[Data for processing]:
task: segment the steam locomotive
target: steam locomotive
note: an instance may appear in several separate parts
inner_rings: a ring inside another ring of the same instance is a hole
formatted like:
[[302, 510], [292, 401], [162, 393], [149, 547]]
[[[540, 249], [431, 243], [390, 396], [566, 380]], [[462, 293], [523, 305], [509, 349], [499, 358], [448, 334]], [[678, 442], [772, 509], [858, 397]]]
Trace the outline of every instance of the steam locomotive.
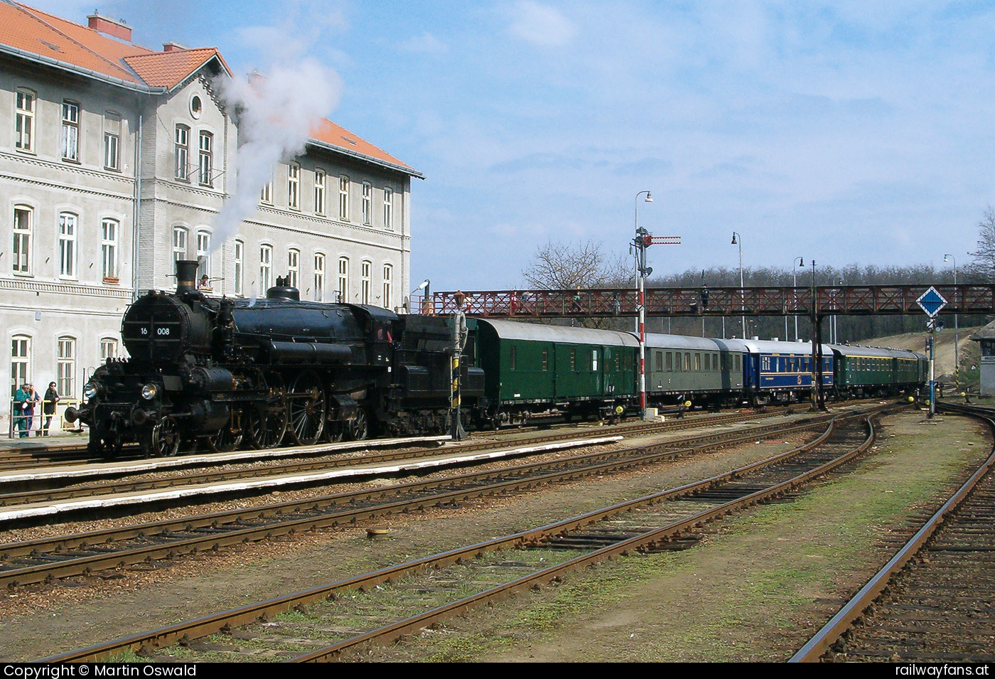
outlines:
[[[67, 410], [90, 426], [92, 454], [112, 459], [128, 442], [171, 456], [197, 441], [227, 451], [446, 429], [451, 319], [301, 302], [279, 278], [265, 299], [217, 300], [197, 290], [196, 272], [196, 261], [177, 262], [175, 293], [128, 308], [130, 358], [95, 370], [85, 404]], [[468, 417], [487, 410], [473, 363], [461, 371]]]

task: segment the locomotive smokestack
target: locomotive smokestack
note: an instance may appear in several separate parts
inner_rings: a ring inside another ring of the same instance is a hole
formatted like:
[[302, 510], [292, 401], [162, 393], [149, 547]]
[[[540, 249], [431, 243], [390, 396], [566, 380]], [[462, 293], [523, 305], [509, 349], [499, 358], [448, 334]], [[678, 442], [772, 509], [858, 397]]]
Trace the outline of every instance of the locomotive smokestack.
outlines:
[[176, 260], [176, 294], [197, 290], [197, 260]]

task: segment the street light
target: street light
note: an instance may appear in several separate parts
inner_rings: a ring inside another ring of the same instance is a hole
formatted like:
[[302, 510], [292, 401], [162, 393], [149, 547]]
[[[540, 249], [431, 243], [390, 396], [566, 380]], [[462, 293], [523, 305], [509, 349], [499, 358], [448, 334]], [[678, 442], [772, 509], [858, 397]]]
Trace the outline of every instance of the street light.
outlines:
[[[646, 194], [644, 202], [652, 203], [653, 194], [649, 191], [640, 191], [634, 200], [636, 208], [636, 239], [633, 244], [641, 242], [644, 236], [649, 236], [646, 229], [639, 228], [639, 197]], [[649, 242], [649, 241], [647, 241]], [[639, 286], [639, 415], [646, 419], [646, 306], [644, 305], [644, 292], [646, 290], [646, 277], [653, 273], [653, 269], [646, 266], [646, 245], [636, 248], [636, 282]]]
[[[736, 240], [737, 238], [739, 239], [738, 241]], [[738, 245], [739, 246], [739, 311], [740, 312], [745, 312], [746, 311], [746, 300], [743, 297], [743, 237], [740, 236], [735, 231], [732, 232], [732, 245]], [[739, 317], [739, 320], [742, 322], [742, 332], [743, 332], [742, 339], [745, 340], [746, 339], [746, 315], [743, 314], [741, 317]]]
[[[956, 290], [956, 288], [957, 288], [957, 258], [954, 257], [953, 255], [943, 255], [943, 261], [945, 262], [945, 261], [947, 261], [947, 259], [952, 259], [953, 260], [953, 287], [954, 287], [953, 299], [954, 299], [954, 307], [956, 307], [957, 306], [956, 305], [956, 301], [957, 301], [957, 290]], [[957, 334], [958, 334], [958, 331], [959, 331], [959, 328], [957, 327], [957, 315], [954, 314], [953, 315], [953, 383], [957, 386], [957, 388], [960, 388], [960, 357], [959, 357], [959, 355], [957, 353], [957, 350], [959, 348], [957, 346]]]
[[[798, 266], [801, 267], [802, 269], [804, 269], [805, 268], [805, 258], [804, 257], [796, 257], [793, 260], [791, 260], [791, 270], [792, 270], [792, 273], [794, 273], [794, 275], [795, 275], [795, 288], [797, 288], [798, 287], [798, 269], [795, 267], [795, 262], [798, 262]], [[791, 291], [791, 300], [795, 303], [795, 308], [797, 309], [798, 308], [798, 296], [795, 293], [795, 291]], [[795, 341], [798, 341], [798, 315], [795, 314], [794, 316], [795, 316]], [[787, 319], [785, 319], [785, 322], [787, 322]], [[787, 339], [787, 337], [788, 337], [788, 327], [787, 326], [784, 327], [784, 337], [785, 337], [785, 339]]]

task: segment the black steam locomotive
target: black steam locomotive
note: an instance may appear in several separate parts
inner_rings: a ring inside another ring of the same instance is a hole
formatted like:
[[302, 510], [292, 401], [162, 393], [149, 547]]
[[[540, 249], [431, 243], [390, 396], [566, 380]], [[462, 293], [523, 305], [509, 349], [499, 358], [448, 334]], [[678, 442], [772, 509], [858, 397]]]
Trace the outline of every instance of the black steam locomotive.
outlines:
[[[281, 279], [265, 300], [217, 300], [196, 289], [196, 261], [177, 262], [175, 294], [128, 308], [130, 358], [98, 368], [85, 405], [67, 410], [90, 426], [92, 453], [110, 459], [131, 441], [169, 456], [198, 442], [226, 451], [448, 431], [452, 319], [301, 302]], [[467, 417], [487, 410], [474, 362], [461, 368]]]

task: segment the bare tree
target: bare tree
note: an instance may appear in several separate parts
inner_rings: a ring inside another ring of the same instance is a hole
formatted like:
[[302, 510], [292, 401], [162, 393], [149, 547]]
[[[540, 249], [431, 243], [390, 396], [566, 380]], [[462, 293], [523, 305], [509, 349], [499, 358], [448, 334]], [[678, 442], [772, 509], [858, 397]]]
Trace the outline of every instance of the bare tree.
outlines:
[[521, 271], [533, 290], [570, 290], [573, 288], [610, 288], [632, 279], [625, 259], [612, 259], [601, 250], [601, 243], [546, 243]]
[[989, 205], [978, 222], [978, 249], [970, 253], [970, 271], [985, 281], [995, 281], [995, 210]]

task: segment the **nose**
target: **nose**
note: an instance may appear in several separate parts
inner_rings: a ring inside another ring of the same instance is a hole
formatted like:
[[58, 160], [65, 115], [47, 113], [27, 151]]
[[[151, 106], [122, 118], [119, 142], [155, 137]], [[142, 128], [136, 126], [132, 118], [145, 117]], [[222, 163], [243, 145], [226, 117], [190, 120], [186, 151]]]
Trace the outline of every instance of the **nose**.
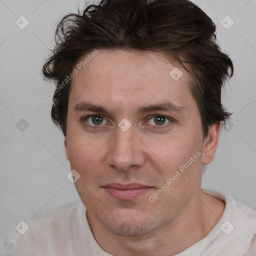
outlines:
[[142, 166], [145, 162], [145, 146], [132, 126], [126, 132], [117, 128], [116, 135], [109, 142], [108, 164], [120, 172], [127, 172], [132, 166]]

[Given request]:
Please rewrite the part that opens at the start of the items and closes with the line containing "363], [461, 371]]]", both ends included, scaling every outline coordinate in the answers by 1.9 and rounding to whole numbers with halves rounded up. Keep the requests and their format samples unchanged, and leave the pictures out.

[Solution to the problem]:
task: segment the steam locomotive
target: steam locomotive
note: an instance may appear in several separate parts
inner_rings: a ring inside another ring of the same instance is a hole
formatted like:
[[302, 510], [292, 401], [162, 393], [149, 547]]
[[[540, 249], [431, 243], [390, 396], [566, 380]], [[462, 293], [523, 305], [509, 349], [499, 358], [448, 334]], [[678, 442], [772, 509], [858, 397]]]
Trace the outline of every instance of the steam locomotive.
outlines:
[[[127, 779], [171, 809], [175, 863], [213, 872], [243, 840], [325, 866], [374, 838], [431, 857], [847, 815], [857, 606], [572, 574], [530, 528], [504, 568], [412, 570], [374, 551], [372, 517], [372, 496], [336, 498], [333, 557], [243, 585], [247, 680], [181, 703], [162, 768]], [[889, 792], [925, 779], [899, 690], [876, 705]]]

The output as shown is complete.